- [WHAT TO PRODUCE]: Starting at the line with "white jersey in the photo above." and going on through the line with "shin in the photo above.", reproduce each line in the records below exactly and nothing more.

== Segment start ==

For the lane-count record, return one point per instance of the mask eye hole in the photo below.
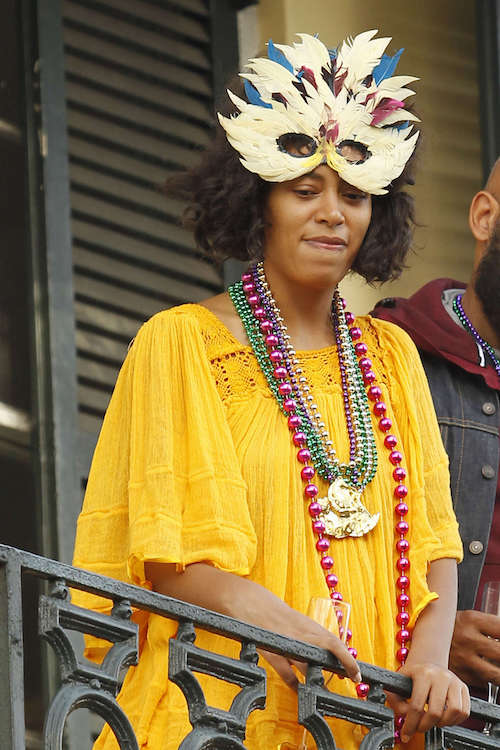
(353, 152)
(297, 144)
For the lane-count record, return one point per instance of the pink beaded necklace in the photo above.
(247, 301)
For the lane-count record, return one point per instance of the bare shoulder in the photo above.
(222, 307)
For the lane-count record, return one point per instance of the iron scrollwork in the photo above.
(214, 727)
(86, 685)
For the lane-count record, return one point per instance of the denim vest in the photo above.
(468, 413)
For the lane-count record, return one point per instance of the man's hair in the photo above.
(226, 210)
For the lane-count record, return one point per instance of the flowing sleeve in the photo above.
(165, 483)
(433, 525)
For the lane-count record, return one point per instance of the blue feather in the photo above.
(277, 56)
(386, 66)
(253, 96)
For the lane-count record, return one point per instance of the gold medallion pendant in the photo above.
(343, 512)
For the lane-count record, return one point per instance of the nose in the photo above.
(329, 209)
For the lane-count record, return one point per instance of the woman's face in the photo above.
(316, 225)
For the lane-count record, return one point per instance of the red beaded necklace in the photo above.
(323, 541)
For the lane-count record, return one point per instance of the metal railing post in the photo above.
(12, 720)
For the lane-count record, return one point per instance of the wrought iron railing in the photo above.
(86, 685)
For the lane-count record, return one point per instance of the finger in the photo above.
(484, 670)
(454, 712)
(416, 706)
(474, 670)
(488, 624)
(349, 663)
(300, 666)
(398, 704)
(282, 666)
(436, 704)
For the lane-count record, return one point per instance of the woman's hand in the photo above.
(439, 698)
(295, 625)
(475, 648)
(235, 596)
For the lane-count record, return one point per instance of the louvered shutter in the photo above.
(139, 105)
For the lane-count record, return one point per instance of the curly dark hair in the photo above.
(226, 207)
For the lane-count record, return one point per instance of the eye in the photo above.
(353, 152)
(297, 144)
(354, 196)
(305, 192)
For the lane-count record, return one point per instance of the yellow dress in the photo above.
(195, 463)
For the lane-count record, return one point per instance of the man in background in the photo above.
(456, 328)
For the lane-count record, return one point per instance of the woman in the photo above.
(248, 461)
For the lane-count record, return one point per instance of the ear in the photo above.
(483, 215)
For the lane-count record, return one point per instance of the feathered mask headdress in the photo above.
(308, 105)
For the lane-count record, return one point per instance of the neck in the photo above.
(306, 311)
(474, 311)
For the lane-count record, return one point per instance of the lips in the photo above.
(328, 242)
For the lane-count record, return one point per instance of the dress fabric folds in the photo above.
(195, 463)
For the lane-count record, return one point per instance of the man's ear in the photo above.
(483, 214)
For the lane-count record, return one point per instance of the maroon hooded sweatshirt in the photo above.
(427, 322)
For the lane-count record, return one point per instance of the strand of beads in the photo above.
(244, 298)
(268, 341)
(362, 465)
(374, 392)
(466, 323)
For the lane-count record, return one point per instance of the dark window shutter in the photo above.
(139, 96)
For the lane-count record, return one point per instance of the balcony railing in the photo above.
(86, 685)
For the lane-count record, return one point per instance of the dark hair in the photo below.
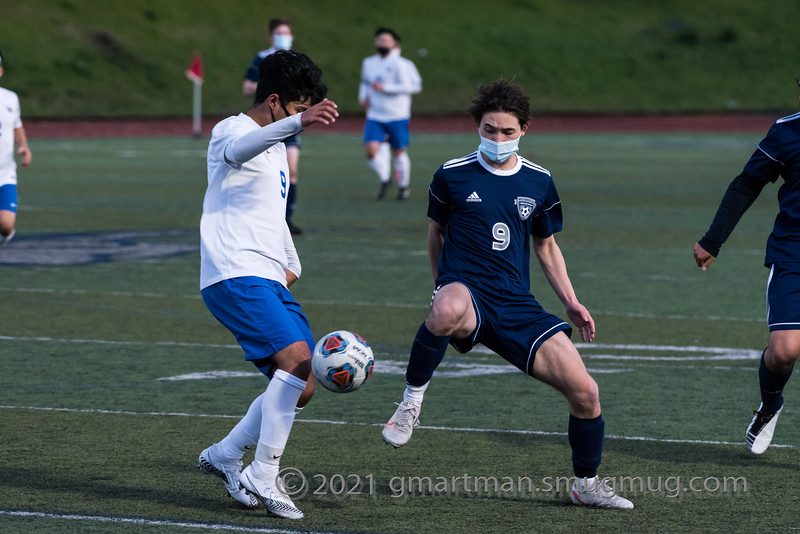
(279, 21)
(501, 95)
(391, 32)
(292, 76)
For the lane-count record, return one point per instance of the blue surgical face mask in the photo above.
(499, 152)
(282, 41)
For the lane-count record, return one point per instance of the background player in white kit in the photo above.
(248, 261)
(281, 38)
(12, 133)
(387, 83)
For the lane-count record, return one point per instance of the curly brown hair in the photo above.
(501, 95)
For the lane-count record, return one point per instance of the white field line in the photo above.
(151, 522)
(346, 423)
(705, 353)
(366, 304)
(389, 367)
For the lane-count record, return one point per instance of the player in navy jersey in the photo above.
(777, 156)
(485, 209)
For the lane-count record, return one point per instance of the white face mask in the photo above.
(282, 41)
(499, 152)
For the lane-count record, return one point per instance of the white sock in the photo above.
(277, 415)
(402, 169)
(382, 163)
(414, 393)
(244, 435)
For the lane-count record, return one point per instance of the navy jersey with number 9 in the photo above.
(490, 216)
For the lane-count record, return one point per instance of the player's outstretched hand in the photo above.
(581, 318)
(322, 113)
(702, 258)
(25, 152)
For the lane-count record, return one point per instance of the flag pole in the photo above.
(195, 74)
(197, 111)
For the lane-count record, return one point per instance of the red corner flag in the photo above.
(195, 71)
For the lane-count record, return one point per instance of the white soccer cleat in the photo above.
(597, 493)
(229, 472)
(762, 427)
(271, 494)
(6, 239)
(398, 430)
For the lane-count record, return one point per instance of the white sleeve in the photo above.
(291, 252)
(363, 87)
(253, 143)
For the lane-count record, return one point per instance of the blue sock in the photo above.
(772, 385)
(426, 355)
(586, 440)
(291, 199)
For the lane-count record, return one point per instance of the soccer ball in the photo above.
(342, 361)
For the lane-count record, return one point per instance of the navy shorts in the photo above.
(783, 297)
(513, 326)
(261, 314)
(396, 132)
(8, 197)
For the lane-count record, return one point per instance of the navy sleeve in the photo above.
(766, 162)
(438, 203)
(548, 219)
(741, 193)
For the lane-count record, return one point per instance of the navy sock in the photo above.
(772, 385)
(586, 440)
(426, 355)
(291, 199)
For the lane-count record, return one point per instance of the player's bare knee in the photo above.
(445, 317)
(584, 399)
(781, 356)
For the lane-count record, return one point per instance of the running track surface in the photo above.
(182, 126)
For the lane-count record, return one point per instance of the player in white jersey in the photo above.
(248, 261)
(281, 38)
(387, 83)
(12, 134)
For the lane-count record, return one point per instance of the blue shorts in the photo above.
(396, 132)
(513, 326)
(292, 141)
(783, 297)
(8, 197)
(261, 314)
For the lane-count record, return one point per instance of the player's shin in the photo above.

== Segment end ==
== Segment start ==

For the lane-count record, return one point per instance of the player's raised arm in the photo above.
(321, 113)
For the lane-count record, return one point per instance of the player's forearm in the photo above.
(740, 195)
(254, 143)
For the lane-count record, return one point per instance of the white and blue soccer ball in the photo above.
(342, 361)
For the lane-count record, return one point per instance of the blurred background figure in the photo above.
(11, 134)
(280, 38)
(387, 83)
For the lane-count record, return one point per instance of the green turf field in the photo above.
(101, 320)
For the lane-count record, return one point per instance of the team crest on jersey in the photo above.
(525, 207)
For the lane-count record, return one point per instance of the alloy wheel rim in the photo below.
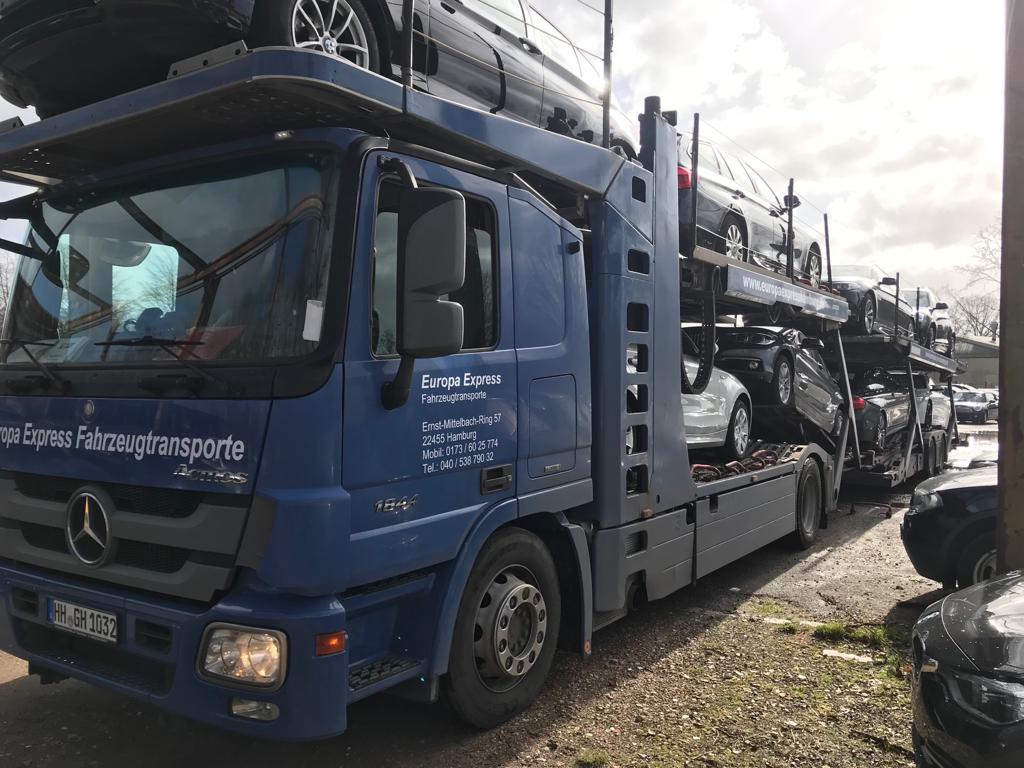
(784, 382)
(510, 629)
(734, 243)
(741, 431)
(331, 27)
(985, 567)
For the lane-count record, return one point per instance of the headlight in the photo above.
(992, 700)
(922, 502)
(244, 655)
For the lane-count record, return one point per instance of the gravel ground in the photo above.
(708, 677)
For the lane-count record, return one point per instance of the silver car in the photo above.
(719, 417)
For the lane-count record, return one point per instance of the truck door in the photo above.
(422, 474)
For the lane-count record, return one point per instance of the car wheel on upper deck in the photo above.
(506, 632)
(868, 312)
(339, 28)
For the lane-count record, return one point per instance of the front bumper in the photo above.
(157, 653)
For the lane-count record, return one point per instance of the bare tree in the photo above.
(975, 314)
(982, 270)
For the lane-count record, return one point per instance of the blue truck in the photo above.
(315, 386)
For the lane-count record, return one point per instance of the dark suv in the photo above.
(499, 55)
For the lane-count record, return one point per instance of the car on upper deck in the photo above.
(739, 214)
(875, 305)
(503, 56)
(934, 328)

== Segment end ==

- [ANSWER TO THE EXERCISE]:
For the lane-count record, return one point per instance of the player in white jersey in the photo above.
(248, 261)
(281, 38)
(387, 83)
(12, 134)
For the lane-count record, return one point per instance of the blue shorts in the photo above.
(396, 132)
(513, 326)
(292, 141)
(783, 297)
(8, 197)
(261, 314)
For the lane-count record, return one point per instance of the player's shin in the photo above.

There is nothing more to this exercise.